### About this exercise
For the string "cross", search the entries below and copy every line where it appears.

(Collected data)
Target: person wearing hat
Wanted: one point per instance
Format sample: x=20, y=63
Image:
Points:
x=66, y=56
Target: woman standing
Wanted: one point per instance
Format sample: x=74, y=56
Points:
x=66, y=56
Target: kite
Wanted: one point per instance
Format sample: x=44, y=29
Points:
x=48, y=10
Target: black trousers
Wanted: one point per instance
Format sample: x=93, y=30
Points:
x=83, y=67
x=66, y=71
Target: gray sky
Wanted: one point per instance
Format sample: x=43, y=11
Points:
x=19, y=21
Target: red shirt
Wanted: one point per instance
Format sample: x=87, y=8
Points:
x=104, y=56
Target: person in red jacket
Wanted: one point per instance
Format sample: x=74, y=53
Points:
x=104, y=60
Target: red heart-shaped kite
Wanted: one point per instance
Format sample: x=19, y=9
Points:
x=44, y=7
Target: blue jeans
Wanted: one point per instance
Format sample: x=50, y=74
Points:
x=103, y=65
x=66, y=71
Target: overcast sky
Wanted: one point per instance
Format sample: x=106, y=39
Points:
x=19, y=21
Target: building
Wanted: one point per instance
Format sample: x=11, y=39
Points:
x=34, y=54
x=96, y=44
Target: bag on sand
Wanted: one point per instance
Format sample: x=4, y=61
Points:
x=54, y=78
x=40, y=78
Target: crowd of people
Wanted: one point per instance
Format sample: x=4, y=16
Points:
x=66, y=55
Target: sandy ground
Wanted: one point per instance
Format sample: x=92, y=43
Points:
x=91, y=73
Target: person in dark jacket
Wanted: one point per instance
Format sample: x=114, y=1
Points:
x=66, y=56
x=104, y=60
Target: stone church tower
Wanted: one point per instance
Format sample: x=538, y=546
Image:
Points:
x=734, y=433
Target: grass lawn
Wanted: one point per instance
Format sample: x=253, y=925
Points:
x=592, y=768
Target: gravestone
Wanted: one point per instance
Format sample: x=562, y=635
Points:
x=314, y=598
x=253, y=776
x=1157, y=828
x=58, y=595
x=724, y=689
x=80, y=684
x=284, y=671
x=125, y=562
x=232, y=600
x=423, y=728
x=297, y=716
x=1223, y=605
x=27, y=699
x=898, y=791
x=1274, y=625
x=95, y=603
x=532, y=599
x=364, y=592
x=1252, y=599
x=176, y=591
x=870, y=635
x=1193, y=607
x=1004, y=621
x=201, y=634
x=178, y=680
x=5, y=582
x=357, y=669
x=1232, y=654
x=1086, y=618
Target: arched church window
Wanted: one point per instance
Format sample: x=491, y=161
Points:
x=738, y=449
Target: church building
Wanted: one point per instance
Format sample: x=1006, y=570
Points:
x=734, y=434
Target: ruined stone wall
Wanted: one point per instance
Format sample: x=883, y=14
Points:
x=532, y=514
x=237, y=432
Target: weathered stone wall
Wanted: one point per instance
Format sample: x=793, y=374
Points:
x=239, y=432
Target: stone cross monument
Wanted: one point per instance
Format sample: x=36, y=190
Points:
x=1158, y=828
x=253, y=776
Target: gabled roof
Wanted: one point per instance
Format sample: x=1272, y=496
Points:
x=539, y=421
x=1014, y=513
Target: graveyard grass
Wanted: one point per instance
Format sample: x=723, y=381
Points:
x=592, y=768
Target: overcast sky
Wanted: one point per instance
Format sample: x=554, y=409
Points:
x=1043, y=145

* * *

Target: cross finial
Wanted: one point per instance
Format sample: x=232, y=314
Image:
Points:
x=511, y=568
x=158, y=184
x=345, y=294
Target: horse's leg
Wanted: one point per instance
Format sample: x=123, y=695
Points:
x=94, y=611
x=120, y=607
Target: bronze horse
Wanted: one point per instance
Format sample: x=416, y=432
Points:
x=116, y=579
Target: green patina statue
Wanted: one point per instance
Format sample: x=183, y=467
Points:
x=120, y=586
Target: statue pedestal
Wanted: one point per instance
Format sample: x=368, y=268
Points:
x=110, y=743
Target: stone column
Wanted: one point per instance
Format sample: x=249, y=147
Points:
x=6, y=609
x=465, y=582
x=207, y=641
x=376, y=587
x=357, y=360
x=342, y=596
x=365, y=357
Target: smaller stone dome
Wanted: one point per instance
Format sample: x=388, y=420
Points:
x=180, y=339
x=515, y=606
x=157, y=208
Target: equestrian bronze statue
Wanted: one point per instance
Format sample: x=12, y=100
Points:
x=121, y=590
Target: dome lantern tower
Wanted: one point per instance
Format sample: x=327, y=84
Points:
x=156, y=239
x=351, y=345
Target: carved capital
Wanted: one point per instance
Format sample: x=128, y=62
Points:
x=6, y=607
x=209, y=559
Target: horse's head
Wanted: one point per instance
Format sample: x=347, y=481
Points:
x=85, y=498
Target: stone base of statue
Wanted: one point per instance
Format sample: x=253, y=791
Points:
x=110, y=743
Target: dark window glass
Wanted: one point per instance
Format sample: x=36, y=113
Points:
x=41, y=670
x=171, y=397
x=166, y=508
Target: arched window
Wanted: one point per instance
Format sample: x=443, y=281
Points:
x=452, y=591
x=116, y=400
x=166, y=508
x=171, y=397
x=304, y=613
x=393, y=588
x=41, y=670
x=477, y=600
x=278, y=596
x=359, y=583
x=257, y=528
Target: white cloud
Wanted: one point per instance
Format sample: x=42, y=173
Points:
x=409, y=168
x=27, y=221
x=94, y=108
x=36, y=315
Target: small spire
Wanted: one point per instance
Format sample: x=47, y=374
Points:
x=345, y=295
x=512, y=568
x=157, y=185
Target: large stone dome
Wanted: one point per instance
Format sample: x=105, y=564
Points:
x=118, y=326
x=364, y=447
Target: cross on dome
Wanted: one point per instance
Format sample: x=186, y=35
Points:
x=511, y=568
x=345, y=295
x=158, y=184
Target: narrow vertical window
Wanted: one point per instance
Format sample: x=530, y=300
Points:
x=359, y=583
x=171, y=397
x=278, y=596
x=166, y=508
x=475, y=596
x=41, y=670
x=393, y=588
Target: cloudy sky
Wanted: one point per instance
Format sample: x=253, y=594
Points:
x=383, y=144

### Result below
Target: stone cross monument
Target: cross finial
Target: cross on dome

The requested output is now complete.